Texte du document ::
-.-.-

Le concept de "valeur sociale" en tant que synonyme d'"objet culturel".

      L'expérience humaine est en rapport avec différentes représentations définies comme des significations attribuées aux "objets culturels" (signes, actes, représentations, expressions, objets matériels). L'analyse des "actions sociales" s'appuie, en conséquence, sur l'analyse des systèmes composés par les "objets culturels", sur la désorganisation et l'organisation de ces systèmes.

La notion d'"attitude".

      Les "valeurs sociales" sont considérées comme "éléments culturels objectifs de la vie sociale" tandis que les "attitudes" vont préciser les "caractéristiques subjectives des individus du groupe social". La notion d'"attitude", dans cette acception, devient "un processus psychologique considéré dans ses manifestations particulièrement en relation au monde social".

Le concept de "situation".

      Analysant la réalité sociale, Thomas discerne la manière dont les individus perçoivent et "définissent" la situation. Le concept de "situation" relève de l'ensemble des valeurs et des "attitudes" avec lesquelles l'individu ou le groupe est en relation, dans le cadre d'un processus d'action, et par rapport auxquelles est programmée cette action et sont évalué ses résultats. Une telle définition suppose des conditions objectives fondant l'action du sujet social: ces conditions sont l'ensemble des valeurs agissant et influant sur l'individu ou le groupe; les attitudes préexistantes de l'individu ou de son groupe qui agissent sur son comportement; et enfin la représentation des conditions et la perception des propres attitudes et celles des autres.

Le principe méthodologique fondamental de la théorie sociale.

-.-.-

Consignes ::
1 – Dans le texte ci-dessus, résumez sous forme de liste le paragraphe qui commence par « Analysant la réalité sociale » en gardant ses idées principales.
2 – Extrayez du texte, sans rien changer, le passage qui s'ouvre sur les mots contenant « L'expérience humaine est » et se termine par « de ces systèmes. ».

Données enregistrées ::

-.-.-

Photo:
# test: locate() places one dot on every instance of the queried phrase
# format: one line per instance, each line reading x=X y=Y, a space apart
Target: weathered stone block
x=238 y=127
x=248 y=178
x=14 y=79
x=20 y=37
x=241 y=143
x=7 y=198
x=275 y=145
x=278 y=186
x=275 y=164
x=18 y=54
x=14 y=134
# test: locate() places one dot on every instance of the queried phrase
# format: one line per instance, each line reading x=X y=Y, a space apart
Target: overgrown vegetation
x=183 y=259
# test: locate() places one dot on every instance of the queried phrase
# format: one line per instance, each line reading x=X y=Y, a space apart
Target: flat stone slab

-.-.-

Corrigé par tâche ::
1 –
- Thomas observe comment les individus perçoivent et « définissent » la situation.
- La « situation » est l'ensemble des valeurs et des attitudes avec lesquelles l'individu ou le groupe est en relation au cours d'une action. L'action est prévue en fonction d'elles, et ses résultats sont jugés par rapport à elles.
- Cette définition suppose trois conditions objectives :
  - les valeurs qui agissent sur l'individu ou le groupe ;
  - les attitudes déjà présentes chez l'individu ou son groupe, qui agissent sur son comportement ;
  - la représentation des conditions et la perception de ses propres attitudes et de celles des autres.

2 –
L'expérience humaine est en rapport avec différentes représentations définies comme des significations attribuées aux "objets culturels" (signes, actes, représentations, expressions, objets matériels). L'analyse des "actions sociales" s'appuie, en conséquence, sur l'analyse des systèmes composés par les "objets culturels", sur la désorganisation et l'organisation de ces systèmes.